Rewrite the post between "Yet, the customer" and "the existing code?", inclusive, putting "desktop application" wherever "native application" appears.

#### [TEXT]
========================================

As you can imagine, all the code is in the form's code behind and the only class added to the project is the DBHelper class.
To me, this is the complete lack of architecture but some people (in particular managers that took only one or two programming lessons but believe they know much more than they actually do) can see only good points, like:
  • Everything that happens on the form can be found by looking at the form's code behind file. There's no need to navigate many "layers of files", there's no complexity to find the implementation of an interface or anything like that;
  • As the DBHelper is built for a specific database, it avoids the "slow" virtual calls;
  • Changing the code to use another database is possible, it is enough to change the DBHelper class source code;
  • The application is up and running pretty fast;
  • Junior developers can maintain the application.
The bad points? Probably none to someone who completely agrees with all the "good points" I just presented. If that's not the case, then there are lots of problems, but I believe they will become obvious when reading the rest of this post.

Code Reuse... Or Not

The customer sees the application. Obviously he requests changes to the UI, layout etc but I will ignore it here. The application is running and there's no request to change its code or architecture.
Yet, the customer thinks that it would be great to have a native application too, so things can run faster and outside the browser. Let's not discuss if browsers are faster now or that the performance difference will not be noticed. Let's simply accept that a native application will be created.
Can we reuse any of the existing code?
And if we don't consider copying the DBHelper to a new project or copying the hard coded queries from the current web application to the new application, then there's nothing to reuse. It's like we can use the current project as the "inspiration" for the new application by looking at its code to take the parts we want but there's no direct reuse, like importing a library or something.
Considering this is a really small application, it would be OK to do a copy, but now is the moment that the future changes are probably taken into account, and it seems better to change only one place than change two places every time. One of the first considered changes is "what if in the future we should not show some categories (like empty ones) or products (that have a deleted flag, an expiration date or similar)?"
As the developers don't see any way to reuse the UI, they want to reuse the database queries and they think about these two solutions:
  • Create a Queries unit that will contain all the queries of the application, and the same file will be shared by both applications (not copied);
  • Create Stored Procedures to do the job in the database.
And I can tell that in most cases the second solution will be used. There are actually many arguments to go in that direction:
  • Changes to the database will not require change to the applications or recompilation of the applications;
  • Stored Procedures are stored in an optimized way inside the database and some even further optimize themselves according to the use, so they are definitely faster than executing different queries from the code;
  • It is said that stored procedures can avoid SQL Injection because Stored Procedures are parameterized, but this is a half-truth (the procedure itself is parameterized, but code that concatenates strings to do the EXEC PROC is still suscetible to SQL Injection);
  • Independently of the half truth, it is true that direct access to the tables can be forbidden, so a DBA can protect the database by forbidding direct access to tables, avoiding deletes and updates to happen if there are no procedures for such actions and also forbidding a query to take too long because a WHERE clause was not used in a SELECT;
  • There's a standard on the code: To call anything on the database there's an EXEC PROC followed by a procedure name and all the parameter values it needs.
So, this is the direction the team takes.

========================================

#### [SUPPLIED MATERIAL]
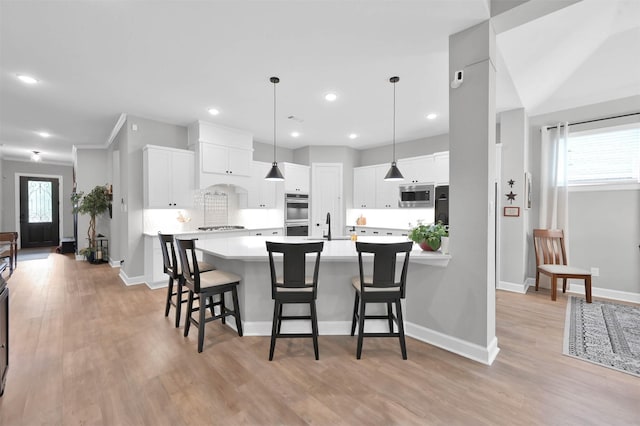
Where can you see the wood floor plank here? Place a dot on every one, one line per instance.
(86, 349)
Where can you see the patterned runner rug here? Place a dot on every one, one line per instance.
(603, 333)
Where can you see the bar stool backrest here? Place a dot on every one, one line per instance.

========================================

#### [WORKED SOLUTION]
Yet, the customer thinks that it would be great to have a desktop application too, so things can run faster and outside the browser. Let's not discuss if browsers are faster now or that the performance difference will not be noticed. Let's simply accept that a desktop application will be created.
Can we reuse any of the existing code?